RECORDS TO USE:
+ + + + +

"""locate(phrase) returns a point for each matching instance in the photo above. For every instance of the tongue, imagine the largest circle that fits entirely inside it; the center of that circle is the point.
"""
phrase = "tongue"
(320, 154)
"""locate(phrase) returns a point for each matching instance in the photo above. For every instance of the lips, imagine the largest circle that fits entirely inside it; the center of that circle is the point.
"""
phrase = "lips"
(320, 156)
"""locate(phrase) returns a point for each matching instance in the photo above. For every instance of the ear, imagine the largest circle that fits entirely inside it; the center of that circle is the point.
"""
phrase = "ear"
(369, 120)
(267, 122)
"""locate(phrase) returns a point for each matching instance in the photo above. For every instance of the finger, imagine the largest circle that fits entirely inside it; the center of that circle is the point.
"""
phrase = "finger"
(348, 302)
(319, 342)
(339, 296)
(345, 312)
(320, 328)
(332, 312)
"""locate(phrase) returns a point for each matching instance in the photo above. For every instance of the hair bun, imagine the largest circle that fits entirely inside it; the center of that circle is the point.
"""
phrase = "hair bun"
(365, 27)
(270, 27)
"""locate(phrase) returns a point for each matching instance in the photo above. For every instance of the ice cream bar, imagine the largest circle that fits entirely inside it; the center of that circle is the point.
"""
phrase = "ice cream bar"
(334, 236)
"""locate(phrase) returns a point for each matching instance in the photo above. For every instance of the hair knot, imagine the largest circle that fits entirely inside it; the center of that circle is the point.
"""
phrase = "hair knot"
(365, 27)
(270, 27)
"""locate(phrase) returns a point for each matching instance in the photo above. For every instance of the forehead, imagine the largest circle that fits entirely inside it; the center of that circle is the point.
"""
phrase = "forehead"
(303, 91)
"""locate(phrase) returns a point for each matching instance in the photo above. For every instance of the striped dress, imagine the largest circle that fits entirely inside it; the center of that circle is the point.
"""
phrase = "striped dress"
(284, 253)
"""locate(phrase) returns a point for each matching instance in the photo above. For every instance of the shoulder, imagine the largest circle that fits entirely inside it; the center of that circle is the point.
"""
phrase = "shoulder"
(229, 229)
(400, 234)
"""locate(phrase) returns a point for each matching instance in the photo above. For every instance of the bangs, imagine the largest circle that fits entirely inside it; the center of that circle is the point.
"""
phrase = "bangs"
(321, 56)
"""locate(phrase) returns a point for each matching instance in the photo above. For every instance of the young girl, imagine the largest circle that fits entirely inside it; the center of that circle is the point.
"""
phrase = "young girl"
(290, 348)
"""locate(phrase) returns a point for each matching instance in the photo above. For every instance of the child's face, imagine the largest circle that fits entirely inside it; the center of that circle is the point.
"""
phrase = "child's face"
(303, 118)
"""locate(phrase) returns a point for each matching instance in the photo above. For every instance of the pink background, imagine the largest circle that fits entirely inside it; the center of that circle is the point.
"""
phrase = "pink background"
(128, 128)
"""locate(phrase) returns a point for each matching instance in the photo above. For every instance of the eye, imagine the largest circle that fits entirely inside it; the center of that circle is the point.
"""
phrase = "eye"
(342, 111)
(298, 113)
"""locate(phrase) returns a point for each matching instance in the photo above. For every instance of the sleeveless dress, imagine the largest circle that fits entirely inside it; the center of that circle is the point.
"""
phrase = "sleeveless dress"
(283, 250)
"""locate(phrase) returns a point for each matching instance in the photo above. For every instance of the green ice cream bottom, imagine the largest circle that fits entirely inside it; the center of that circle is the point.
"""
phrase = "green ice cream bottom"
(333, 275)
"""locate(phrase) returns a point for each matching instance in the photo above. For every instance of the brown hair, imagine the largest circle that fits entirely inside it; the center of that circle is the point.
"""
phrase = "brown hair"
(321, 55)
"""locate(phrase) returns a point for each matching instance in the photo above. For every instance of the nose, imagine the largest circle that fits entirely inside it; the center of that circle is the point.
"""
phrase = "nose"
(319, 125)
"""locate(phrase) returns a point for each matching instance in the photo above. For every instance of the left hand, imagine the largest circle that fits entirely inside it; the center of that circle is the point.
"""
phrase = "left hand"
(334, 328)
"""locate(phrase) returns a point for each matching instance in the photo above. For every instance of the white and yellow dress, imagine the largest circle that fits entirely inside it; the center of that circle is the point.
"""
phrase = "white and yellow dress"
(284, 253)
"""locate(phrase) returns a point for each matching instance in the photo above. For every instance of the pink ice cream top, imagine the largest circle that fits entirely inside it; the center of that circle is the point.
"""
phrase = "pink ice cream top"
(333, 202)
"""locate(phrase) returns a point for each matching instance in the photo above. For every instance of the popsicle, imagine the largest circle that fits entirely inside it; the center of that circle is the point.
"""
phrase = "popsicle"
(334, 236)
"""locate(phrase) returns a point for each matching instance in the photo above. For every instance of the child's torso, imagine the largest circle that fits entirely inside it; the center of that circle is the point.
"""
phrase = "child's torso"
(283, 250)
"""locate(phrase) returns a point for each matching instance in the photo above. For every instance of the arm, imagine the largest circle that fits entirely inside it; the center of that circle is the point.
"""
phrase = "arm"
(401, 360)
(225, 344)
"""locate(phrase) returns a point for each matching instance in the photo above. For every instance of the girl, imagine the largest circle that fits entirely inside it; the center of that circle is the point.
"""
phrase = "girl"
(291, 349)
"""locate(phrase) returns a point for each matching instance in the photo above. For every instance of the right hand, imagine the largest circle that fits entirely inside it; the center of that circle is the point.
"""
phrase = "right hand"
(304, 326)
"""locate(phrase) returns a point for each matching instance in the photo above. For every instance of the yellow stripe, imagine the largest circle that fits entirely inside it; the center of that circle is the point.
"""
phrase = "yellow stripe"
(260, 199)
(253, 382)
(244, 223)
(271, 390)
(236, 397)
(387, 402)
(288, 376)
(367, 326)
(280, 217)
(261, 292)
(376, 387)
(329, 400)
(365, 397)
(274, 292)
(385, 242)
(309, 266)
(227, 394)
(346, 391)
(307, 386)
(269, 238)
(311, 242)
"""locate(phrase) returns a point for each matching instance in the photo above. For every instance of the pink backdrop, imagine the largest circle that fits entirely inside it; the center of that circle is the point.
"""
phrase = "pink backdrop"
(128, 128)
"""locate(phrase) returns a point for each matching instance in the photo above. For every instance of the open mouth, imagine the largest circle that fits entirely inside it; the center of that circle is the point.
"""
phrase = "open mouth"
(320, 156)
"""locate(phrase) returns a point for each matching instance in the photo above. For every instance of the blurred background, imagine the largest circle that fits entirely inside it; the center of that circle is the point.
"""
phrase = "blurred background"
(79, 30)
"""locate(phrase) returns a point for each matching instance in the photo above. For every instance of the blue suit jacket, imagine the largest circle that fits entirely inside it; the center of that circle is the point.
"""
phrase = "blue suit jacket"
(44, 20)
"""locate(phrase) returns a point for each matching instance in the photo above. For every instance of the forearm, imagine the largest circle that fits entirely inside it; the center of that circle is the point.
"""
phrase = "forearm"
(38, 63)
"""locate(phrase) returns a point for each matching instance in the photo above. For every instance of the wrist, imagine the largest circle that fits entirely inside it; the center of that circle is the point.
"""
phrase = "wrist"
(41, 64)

+ + + + +

WHAT THIS TASK INVOLVES:
Transcribe every line above, character for character.

ANSWER BOX:
"""locate(phrase) returns a point for each matching instance in the photo above. For every instance of the tongue, imagine the largest circle that fits entirely inside it; the center of that circle is the point.
"""
phrase = "tongue"
(320, 154)
"""locate(phrase) returns a point for each matching instance in the photo above. For every instance of the lips, imagine the largest circle that fits entirely inside it; the center of that circle is the point.
"""
phrase = "lips"
(320, 156)
"""locate(phrase) returns a point for each matching instance in the photo above. For every instance of the ear, imagine the largest circle that fits entirely inside it; the center of that circle is the point.
"""
phrase = "ear"
(369, 120)
(267, 122)
"""locate(phrase) returns a point for each matching instance in the photo above. For every instance of the finger, imagine the largest circle that fits entirely inside it; the center of that circle is the point.
"""
phrase = "finger"
(348, 302)
(319, 342)
(339, 296)
(345, 312)
(320, 328)
(332, 312)
"""locate(phrase) returns a point for each matching instance in the photo above. For every instance of the hair bun, imagine the largest circle that fits entirely inside it; the center of that circle is the point.
"""
phrase = "hair bun"
(365, 27)
(270, 27)
"""locate(phrase) returns a point for each matching instance in the photo above. For every instance of the ice cream bar, imagine the largest circle that fits entirely inside it; the center of that circle is the point.
"""
phrase = "ice cream bar"
(334, 236)
"""locate(phrase) returns a point for each matching instance in the photo above. For every instance of the hair knot, imagine the largest circle that fits entirely inside it; the center of that circle is the point.
"""
phrase = "hair knot"
(365, 27)
(270, 27)
"""locate(phrase) returns a point for each matching instance in the photo above. For every instance of the forehead, imagine the largest circle that fits entirely inside it; the center of that circle is the point.
"""
phrase = "forehead"
(303, 91)
"""locate(phrase) returns a point for each matching instance in the photo above. For every instance of the striped dress, imagine the largest circle that fits entirely inside it; the center of that circle is the point.
"""
phrase = "striped dress"
(284, 253)
"""locate(phrase) returns a point for each matching instance in the photo above. For every instance of the shoulder, imagine the largest circle that fits entirely inside it; the center of that circle is the point.
"""
phrase = "shoulder"
(229, 229)
(400, 234)
"""locate(phrase) returns a point for each matching instance in the photo above. For every instance of the bangs, imagine the largest circle that fits entirely inside it; the center of that circle is the point.
"""
phrase = "bangs"
(321, 56)
"""locate(phrase) returns a point for each matching instance in the photo above. For every instance of the young girl, imagine the largest circle that fits entirely inside it; the center of that circle is the point.
"""
phrase = "young girl"
(290, 348)
"""locate(phrase) returns a point for each matching instance in the photo above. For every instance of the child's face, imagine the largest circle that fits entirely inside it; the center of that circle is the point.
"""
phrase = "child's face"
(303, 118)
"""locate(phrase) returns a point for each matching instance in the photo above. For every instance of the pink background, imagine the largest circle that fits entirely inside it; the center of that circle is the point.
"""
phrase = "pink background"
(128, 128)
"""locate(phrase) returns a point for each matching instance in the photo above. For every instance of the eye, imagine the largest circle that fits entirely inside it; the center of that circle is the point.
"""
phrase = "eye"
(342, 111)
(298, 113)
"""locate(phrase) returns a point for each matching instance in the photo above. For every instance of the sleeveless dress, imagine the largest circle that fits entirely inside it; the center of that circle is the point.
"""
phrase = "sleeveless dress"
(283, 250)
"""locate(phrase) returns a point for each matching instance in the photo above. For every instance of the green ice cream bottom, imagine the largest circle that fits entirely inside it; the center of that circle is the point.
"""
phrase = "green ice cream bottom"
(333, 275)
"""locate(phrase) returns a point for each matching instance in the photo above. For every instance of the brown hair, imagine the largest circle that fits entirely inside it; the center of that circle is the point.
"""
phrase = "brown hair"
(321, 55)
"""locate(phrase) returns a point for each matching instance in the photo above. For every instance of the nose, imagine the largest circle that fits entirely inside it; the center of that circle is the point.
"""
phrase = "nose"
(319, 125)
"""locate(phrase) returns a point for each matching instance in the photo above. For every instance of the left hand, imagine the largest circle that fits entirely inside it; the center of that circle is the point.
"""
phrase = "left hand"
(334, 328)
"""locate(phrase) returns a point for each matching instance in the photo above. For every instance of the white and yellow dress, imagine the largest circle that fits entirely inside it; the center of that circle is the point.
"""
phrase = "white and yellow dress"
(284, 253)
"""locate(phrase) returns a point for each matching instance in the photo above. For every instance of the pink ice cream top, imagine the largest circle that fits entirely inside it; the center of that circle is the point.
"""
phrase = "pink ice cream top"
(333, 202)
"""locate(phrase) returns a point for each matching instance in the photo above. For every instance of the popsicle, imagine the largest circle that fits entirely inside it; the center of that circle is the point.
"""
phrase = "popsicle"
(334, 236)
"""locate(phrase) returns a point for each matching instance in the photo above. For every instance of the child's torso, imagine the largest circle that fits entirely inside it; the center of that circle is the point.
"""
phrase = "child's torso"
(283, 250)
"""locate(phrase) returns a point for each matching instance in the photo above. For every instance of the arm, imagine the largest circle that fits entirely inside it; the center of that circle is the point.
"""
phrase = "arm"
(401, 360)
(225, 344)
"""locate(phrase) returns a point for each matching instance in the photo above. For every instance of the girl, imagine the largest circle that fits entirely inside it; the center of that circle is the point.
"""
phrase = "girl"
(291, 349)
"""locate(phrase) returns a point for each matching instance in the photo above. For every instance of the right hand, imagine the largest circle that fits entirely inside it; the center of that circle is the point.
"""
phrase = "right hand"
(304, 326)
"""locate(phrase) returns a point for each matching instance in the photo above. For every instance of the yellow stripe, imagine the largest circle that fits entirely inside it; the center of that circle is the point.
"""
phrase = "yellow stripe"
(260, 199)
(253, 382)
(244, 223)
(271, 390)
(236, 397)
(387, 402)
(288, 376)
(367, 326)
(280, 217)
(261, 292)
(376, 387)
(329, 400)
(365, 397)
(274, 292)
(385, 242)
(309, 266)
(227, 394)
(346, 391)
(307, 386)
(269, 238)
(311, 242)
"""locate(phrase) returns a point for each matching instance in the photo above. For every instance of the pink backdrop, imagine the largest circle that fits entirely inside it; the center of that circle is the point.
"""
phrase = "pink backdrop"
(128, 128)
"""locate(phrase) returns a point for each matching instance in the photo above. For every instance of the open mouth, imagine the largest circle that fits entirely inside it; the center of that circle is the point.
"""
phrase = "open mouth"
(320, 156)
"""locate(phrase) returns a point for each matching instance in the photo above. For every instance of the blurred background, imagine the largest circle that fits entirely inside it; the center of that circle is the point.
"""
phrase = "blurred background"
(79, 30)
"""locate(phrase) returns a point for each matching instance in the photo above. For every instance of the blue suit jacket, imagine the largest circle that fits entirely inside it; the center of that circle is the point.
"""
phrase = "blue suit jacket"
(44, 20)
"""locate(phrase) returns a point for each matching instance in the photo above. For every instance of the forearm, imagine the largest circle that fits entirely inside it; the center of that circle is the point.
"""
phrase = "forearm"
(38, 63)
"""locate(phrase) returns a point for each matching instance in the photo above. For every instance of the wrist, imagine the largest circle that fits entirely inside it; the center of that circle is the point.
"""
phrase = "wrist"
(41, 64)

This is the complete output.